§ PROBLEM STATEMENT: Copy out the listing below word for word, with every line in its original order, but leave out the picture.

§ GIVEN ENTRIES:
============================================================

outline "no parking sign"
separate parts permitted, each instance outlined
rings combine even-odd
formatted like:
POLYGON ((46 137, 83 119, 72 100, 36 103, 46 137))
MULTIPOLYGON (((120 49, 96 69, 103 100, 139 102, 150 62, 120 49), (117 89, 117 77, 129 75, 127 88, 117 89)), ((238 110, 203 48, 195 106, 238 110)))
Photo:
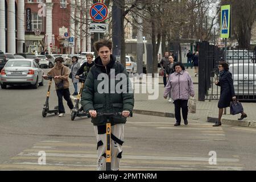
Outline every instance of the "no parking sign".
POLYGON ((94 3, 90 9, 90 16, 93 21, 101 22, 108 16, 108 7, 101 2, 94 3))

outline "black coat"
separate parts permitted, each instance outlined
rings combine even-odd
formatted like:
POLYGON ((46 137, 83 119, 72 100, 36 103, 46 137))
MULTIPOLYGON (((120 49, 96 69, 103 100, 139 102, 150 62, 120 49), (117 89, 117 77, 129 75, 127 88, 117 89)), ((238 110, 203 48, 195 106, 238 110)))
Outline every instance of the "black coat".
POLYGON ((232 74, 228 71, 224 71, 220 74, 219 81, 217 85, 221 87, 218 108, 229 107, 232 97, 235 96, 232 74))

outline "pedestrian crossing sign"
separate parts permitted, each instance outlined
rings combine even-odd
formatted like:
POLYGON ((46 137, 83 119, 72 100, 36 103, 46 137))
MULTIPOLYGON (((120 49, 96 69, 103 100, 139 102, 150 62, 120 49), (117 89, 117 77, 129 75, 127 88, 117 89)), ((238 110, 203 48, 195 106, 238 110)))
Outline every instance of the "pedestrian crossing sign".
POLYGON ((221 6, 221 38, 229 38, 230 28, 230 5, 221 6))

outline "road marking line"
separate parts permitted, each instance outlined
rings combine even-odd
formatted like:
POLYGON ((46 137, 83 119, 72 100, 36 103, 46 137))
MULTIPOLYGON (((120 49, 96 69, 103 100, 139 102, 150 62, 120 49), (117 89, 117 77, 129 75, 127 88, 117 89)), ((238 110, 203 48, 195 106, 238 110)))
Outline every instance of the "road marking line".
MULTIPOLYGON (((20 152, 19 156, 37 156, 38 153, 35 152, 20 152)), ((85 158, 97 158, 96 154, 61 154, 61 153, 47 153, 46 156, 56 157, 75 157, 85 158)), ((141 160, 185 160, 185 161, 204 161, 208 162, 209 158, 201 157, 180 157, 180 156, 142 156, 142 155, 123 155, 122 158, 127 159, 141 159, 141 160)), ((218 158, 218 162, 238 162, 237 159, 231 158, 218 158)))

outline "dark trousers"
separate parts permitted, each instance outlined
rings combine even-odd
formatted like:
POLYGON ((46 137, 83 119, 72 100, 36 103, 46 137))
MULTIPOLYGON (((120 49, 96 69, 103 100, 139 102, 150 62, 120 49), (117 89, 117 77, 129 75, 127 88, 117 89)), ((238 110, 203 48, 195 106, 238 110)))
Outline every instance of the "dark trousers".
POLYGON ((180 116, 180 108, 182 109, 182 117, 184 120, 188 118, 188 100, 178 99, 174 101, 174 107, 175 108, 176 121, 180 123, 181 117, 180 116))
POLYGON ((163 82, 164 82, 164 87, 166 87, 166 85, 167 84, 167 78, 166 78, 166 74, 164 75, 163 79, 163 82))
POLYGON ((67 101, 68 106, 70 109, 74 107, 72 101, 70 98, 70 92, 69 89, 57 89, 57 96, 58 96, 59 113, 65 113, 65 108, 63 105, 63 97, 67 101))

============================================================

§ EXPECTED ANSWER:
outline "no parking sign"
separate parts permitted, each instance outlined
rings combine even-odd
formatted like:
POLYGON ((46 137, 83 119, 72 100, 36 103, 46 137))
MULTIPOLYGON (((120 49, 96 69, 103 100, 139 102, 150 62, 120 49), (117 89, 117 77, 129 75, 127 88, 117 89)), ((238 110, 203 48, 195 106, 238 110)))
Photo:
Outline every instance of the "no parking sign".
POLYGON ((94 3, 90 9, 90 16, 93 21, 101 22, 108 16, 108 7, 101 2, 94 3))

outline "black coat"
separate parts permitted, each instance outlined
rings combine even-odd
formatted like:
POLYGON ((46 137, 83 119, 72 100, 36 103, 46 137))
MULTIPOLYGON (((120 49, 96 69, 103 100, 139 102, 150 62, 120 49), (117 89, 117 77, 129 75, 127 88, 117 89)), ((238 110, 203 48, 195 106, 238 110)))
Outline every instance of the "black coat".
POLYGON ((232 74, 228 71, 224 71, 220 74, 219 81, 217 85, 221 87, 218 108, 229 107, 232 97, 235 96, 232 74))

outline "pedestrian crossing sign"
separate parts permitted, each instance outlined
rings combine even-odd
formatted like:
POLYGON ((46 137, 83 119, 72 100, 36 103, 46 137))
MULTIPOLYGON (((120 49, 96 69, 103 100, 139 102, 150 62, 120 49), (117 89, 117 77, 129 75, 127 88, 117 89)), ((238 110, 203 48, 195 106, 238 110)))
Outline every instance of the "pedestrian crossing sign".
POLYGON ((221 6, 221 38, 229 38, 230 28, 230 5, 221 6))

outline "road marking line"
separate parts permitted, each instance outlined
rings combine even-odd
formatted like:
POLYGON ((46 137, 83 119, 72 100, 36 103, 46 137))
MULTIPOLYGON (((120 49, 96 69, 103 100, 139 102, 150 62, 120 49), (117 89, 117 77, 129 75, 127 88, 117 89)), ((238 110, 203 48, 195 106, 238 110)))
Outline every instance of the "road marking line".
MULTIPOLYGON (((20 152, 19 156, 37 156, 38 153, 35 152, 20 152)), ((85 158, 97 158, 96 154, 61 154, 61 153, 47 153, 46 156, 56 157, 75 157, 85 158)), ((141 160, 185 160, 185 161, 204 161, 208 162, 209 158, 201 157, 180 157, 180 156, 142 156, 142 155, 123 155, 122 158, 127 159, 141 159, 141 160)), ((218 158, 218 162, 238 162, 237 159, 231 158, 218 158)))

outline "dark trousers"
separate parts permitted, each instance outlined
rings combine even-odd
formatted like:
POLYGON ((46 137, 83 119, 72 100, 36 103, 46 137))
MULTIPOLYGON (((120 49, 96 69, 103 100, 139 102, 150 62, 120 49), (117 89, 117 77, 129 75, 127 88, 117 89)), ((238 110, 203 48, 195 106, 238 110)))
Outline every instance of the "dark trousers".
POLYGON ((180 116, 180 108, 182 109, 182 117, 184 120, 188 118, 188 100, 178 99, 174 101, 174 107, 175 108, 176 121, 180 123, 181 117, 180 116))
POLYGON ((163 82, 164 82, 164 87, 166 87, 166 85, 167 84, 167 78, 166 78, 166 74, 164 75, 163 79, 163 82))
POLYGON ((67 101, 68 106, 70 109, 74 107, 72 101, 70 98, 70 92, 69 89, 57 89, 57 96, 58 96, 59 113, 65 113, 65 108, 63 105, 63 97, 67 101))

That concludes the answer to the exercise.